Given problem =>
Reproduce without any change the lines of the records from the line containing "For the image shown here, identify where the diamond" through the line containing "[843,229,942,405]", both included.

Dataset extract =>
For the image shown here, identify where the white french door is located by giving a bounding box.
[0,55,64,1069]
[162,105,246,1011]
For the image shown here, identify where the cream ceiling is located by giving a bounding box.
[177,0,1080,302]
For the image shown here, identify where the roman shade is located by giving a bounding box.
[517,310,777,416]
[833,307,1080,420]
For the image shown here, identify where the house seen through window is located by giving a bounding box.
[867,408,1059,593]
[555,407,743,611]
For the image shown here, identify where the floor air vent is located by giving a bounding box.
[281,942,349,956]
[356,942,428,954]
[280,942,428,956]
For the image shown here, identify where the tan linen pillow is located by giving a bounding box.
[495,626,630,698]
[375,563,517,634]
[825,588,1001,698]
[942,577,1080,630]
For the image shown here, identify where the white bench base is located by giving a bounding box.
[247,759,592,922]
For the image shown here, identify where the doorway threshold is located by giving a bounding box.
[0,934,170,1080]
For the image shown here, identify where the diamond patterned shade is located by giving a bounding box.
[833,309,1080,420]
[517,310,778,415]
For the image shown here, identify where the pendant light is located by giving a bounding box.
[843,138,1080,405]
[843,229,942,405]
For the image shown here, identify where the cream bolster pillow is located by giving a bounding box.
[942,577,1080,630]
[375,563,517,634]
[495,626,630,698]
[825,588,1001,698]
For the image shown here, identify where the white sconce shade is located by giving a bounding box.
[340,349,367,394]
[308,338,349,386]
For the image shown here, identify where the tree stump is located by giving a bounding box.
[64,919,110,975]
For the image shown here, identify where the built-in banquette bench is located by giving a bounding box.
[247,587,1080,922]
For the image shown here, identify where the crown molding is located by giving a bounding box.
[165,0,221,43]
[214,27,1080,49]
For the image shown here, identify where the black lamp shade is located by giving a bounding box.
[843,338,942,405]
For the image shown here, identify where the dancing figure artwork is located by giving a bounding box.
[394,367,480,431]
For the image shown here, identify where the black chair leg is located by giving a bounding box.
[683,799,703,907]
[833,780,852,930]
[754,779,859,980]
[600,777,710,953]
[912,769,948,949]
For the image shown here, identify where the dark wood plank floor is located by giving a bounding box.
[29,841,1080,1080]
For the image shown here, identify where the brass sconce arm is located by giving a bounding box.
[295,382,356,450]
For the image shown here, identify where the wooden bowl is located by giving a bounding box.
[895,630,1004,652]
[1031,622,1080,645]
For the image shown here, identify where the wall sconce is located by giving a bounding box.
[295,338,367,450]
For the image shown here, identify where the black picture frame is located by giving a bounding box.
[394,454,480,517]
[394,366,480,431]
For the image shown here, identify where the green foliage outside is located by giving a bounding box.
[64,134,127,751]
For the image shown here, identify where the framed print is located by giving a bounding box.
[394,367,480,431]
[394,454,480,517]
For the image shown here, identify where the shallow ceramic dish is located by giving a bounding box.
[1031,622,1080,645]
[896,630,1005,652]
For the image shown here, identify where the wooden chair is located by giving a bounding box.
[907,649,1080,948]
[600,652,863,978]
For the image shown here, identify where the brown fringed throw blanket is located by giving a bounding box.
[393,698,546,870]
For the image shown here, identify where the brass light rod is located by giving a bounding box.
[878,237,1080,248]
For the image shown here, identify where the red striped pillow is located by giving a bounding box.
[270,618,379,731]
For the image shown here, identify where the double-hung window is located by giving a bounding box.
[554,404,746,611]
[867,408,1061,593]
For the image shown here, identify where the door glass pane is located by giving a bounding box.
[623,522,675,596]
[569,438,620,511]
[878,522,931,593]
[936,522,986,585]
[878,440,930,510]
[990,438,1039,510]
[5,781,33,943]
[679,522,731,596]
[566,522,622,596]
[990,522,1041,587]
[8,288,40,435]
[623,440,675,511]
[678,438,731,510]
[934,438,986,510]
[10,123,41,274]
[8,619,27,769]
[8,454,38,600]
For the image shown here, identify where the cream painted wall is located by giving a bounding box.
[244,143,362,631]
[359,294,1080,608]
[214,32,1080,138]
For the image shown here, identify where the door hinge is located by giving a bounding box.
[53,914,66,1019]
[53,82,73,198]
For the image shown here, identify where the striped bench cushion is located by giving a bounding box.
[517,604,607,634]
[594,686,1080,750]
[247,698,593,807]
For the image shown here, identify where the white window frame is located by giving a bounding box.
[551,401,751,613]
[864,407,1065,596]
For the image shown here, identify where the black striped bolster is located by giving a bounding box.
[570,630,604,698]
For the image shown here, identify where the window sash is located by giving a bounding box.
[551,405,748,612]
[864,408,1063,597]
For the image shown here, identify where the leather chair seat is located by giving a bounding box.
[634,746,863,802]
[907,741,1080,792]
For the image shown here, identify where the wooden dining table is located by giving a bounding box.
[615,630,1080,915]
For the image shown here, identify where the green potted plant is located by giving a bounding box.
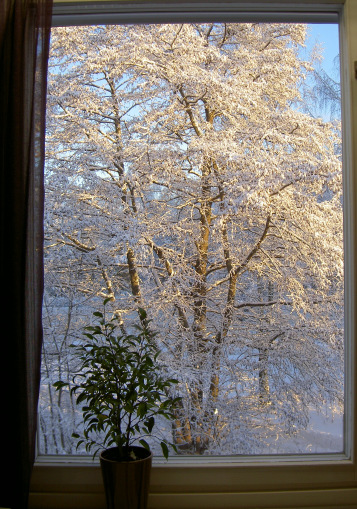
[54,299,180,509]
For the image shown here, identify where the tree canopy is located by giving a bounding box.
[43,23,343,454]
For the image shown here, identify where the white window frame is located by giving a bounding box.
[29,0,357,509]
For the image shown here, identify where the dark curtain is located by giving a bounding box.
[0,0,52,509]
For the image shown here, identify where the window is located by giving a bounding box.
[29,1,355,507]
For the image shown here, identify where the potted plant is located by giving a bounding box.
[54,299,180,509]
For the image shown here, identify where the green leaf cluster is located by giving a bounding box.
[54,300,180,460]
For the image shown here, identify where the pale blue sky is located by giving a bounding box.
[306,23,339,75]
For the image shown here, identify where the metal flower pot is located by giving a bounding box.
[100,446,152,509]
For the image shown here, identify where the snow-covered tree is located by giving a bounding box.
[41,24,343,454]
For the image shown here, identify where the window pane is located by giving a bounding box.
[39,23,344,455]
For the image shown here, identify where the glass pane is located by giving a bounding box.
[39,23,344,455]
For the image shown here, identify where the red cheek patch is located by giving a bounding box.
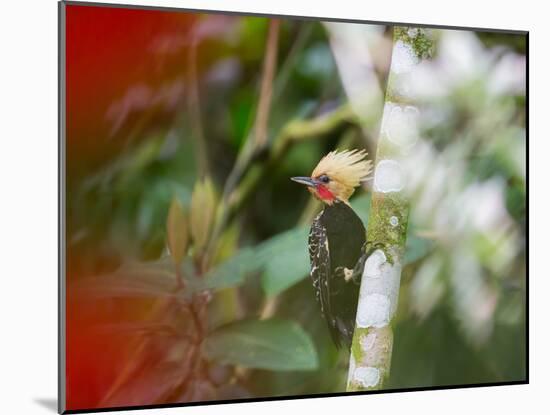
[317,184,334,200]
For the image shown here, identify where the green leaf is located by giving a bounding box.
[202,248,259,290]
[403,234,433,265]
[190,178,216,254]
[205,319,319,371]
[166,197,189,265]
[257,227,309,296]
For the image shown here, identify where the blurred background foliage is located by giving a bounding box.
[66,6,526,409]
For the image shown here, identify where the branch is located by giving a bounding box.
[347,27,433,391]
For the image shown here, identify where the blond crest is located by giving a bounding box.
[311,150,372,202]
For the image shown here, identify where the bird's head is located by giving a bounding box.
[291,150,372,205]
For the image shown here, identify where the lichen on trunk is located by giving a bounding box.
[347,27,434,391]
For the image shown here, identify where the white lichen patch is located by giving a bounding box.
[374,160,405,193]
[356,249,401,328]
[353,367,380,388]
[363,249,386,278]
[359,333,376,351]
[357,293,391,327]
[391,40,419,75]
[382,102,420,150]
[407,27,418,38]
[348,353,356,385]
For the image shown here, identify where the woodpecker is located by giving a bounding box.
[291,150,372,348]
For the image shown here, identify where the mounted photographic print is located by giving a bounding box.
[59,2,528,413]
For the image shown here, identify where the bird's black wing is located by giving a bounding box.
[308,212,340,346]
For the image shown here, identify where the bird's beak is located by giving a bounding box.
[290,176,317,187]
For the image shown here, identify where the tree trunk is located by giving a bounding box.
[347,27,433,391]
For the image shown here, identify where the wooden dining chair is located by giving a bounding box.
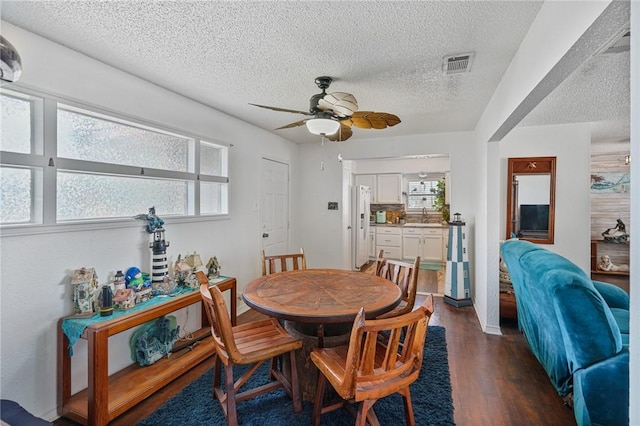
[196,271,302,425]
[262,248,307,276]
[377,256,420,318]
[374,249,387,276]
[311,295,433,426]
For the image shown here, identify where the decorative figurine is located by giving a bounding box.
[602,219,629,244]
[598,254,629,272]
[207,256,222,280]
[135,207,169,283]
[173,255,191,285]
[98,284,113,317]
[71,268,98,316]
[124,266,151,291]
[131,316,180,367]
[113,288,136,311]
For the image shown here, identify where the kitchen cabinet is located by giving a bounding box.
[369,228,378,259]
[376,173,402,204]
[356,175,378,203]
[374,226,402,259]
[402,227,447,262]
[355,173,402,204]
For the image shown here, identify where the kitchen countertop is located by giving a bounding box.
[369,222,449,228]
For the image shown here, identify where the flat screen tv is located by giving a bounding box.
[520,204,549,232]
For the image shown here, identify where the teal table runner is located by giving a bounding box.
[62,277,228,355]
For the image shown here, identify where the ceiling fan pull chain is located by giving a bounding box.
[320,135,324,171]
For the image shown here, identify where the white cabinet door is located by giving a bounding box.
[356,175,378,203]
[376,173,402,204]
[402,233,422,259]
[422,234,443,262]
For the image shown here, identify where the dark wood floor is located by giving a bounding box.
[55,297,575,426]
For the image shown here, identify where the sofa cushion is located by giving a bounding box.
[502,240,623,396]
[573,350,629,426]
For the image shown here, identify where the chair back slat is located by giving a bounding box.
[377,256,420,318]
[341,295,433,399]
[374,249,387,277]
[196,271,242,364]
[262,249,307,276]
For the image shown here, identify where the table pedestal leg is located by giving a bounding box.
[284,321,352,402]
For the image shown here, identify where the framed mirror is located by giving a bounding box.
[506,157,556,244]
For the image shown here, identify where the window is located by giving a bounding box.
[407,178,438,211]
[0,90,228,225]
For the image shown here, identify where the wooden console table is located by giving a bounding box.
[57,278,236,426]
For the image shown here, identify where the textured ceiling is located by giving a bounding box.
[0,1,629,143]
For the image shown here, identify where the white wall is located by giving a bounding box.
[0,22,299,419]
[629,1,640,425]
[499,123,591,274]
[355,155,450,174]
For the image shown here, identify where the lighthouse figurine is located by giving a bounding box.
[444,213,473,307]
[135,207,169,284]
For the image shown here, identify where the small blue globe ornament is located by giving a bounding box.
[124,266,151,291]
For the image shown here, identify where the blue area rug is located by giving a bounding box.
[138,326,455,426]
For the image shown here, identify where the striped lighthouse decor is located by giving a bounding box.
[444,213,473,307]
[134,207,169,285]
[149,227,169,284]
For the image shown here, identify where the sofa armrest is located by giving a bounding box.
[593,281,629,309]
[573,350,629,426]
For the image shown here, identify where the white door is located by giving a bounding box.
[260,158,289,255]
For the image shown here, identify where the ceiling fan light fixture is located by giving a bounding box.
[306,118,340,136]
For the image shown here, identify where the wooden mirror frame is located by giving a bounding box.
[506,157,556,244]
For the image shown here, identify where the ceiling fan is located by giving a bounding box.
[249,76,400,142]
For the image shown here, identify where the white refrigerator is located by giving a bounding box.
[351,185,371,270]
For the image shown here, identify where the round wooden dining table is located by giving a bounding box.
[242,269,402,324]
[242,269,402,401]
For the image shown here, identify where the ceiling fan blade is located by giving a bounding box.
[318,92,358,117]
[249,103,312,115]
[325,121,353,142]
[275,118,307,130]
[348,111,400,129]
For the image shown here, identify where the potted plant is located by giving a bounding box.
[431,179,450,222]
[398,210,407,225]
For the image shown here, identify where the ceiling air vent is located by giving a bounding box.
[599,28,631,53]
[442,53,474,75]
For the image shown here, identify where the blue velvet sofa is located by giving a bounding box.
[501,240,629,426]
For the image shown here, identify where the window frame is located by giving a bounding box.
[406,173,445,213]
[0,86,233,236]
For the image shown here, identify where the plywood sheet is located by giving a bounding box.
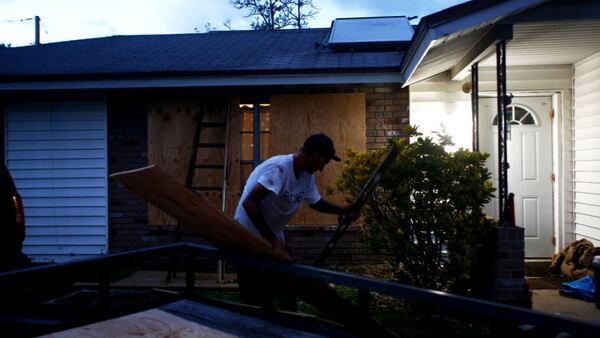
[110,165,291,261]
[43,309,236,338]
[271,93,366,224]
[148,97,232,225]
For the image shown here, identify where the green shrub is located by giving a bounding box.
[336,128,495,291]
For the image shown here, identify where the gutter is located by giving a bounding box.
[400,0,552,86]
[0,71,400,92]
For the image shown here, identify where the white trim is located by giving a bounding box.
[0,72,401,91]
[402,0,547,85]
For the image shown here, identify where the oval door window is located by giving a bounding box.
[492,105,538,126]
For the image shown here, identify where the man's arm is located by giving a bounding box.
[242,183,276,243]
[310,198,360,221]
[242,183,291,257]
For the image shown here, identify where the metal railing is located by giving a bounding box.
[0,243,600,337]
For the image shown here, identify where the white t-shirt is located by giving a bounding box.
[234,154,321,240]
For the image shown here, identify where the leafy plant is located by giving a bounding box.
[336,127,495,291]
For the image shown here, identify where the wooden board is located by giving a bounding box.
[110,165,291,261]
[271,93,367,225]
[42,309,236,338]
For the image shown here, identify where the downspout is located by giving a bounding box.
[496,40,510,226]
[471,62,479,151]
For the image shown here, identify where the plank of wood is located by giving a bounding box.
[110,165,292,261]
[43,309,236,338]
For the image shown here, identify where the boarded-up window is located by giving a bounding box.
[271,93,366,225]
[148,98,233,225]
[240,103,271,189]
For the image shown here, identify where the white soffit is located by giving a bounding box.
[480,20,600,66]
[329,16,414,46]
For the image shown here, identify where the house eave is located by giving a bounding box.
[401,0,547,86]
[0,72,400,91]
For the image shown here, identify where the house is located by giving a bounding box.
[0,17,412,261]
[0,0,600,261]
[403,1,600,258]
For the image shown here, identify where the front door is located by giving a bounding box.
[479,96,554,258]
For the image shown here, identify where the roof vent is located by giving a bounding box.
[328,16,414,49]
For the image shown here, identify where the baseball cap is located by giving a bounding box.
[302,133,340,161]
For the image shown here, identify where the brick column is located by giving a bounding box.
[492,227,531,308]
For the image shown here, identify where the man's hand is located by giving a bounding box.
[271,237,295,260]
[342,204,360,222]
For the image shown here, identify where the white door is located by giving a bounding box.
[479,96,554,258]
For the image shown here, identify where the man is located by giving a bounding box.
[234,134,359,310]
[234,133,359,254]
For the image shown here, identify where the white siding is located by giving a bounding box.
[410,75,473,151]
[5,100,108,262]
[572,53,600,246]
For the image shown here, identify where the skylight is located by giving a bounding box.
[328,16,414,49]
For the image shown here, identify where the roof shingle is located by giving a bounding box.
[0,28,403,78]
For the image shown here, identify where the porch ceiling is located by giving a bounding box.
[408,20,600,84]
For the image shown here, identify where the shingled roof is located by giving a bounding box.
[0,28,403,80]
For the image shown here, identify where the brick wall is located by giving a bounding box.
[364,84,409,150]
[107,95,153,253]
[285,225,383,265]
[492,227,531,307]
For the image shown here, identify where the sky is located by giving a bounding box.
[0,0,465,47]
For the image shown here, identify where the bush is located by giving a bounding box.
[336,128,495,291]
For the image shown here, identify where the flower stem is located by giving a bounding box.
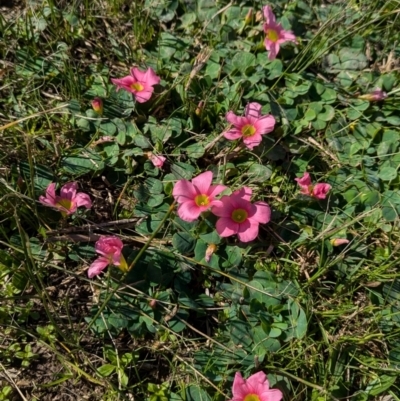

Response below =>
For the image shown here, identify where the diamond patterned shade is located by giving a bounding box.
[833,309,1080,420]
[517,310,778,415]
For the image shown here, identify where the pendant light is located by giving a bounding box.
[843,138,1080,405]
[843,229,942,405]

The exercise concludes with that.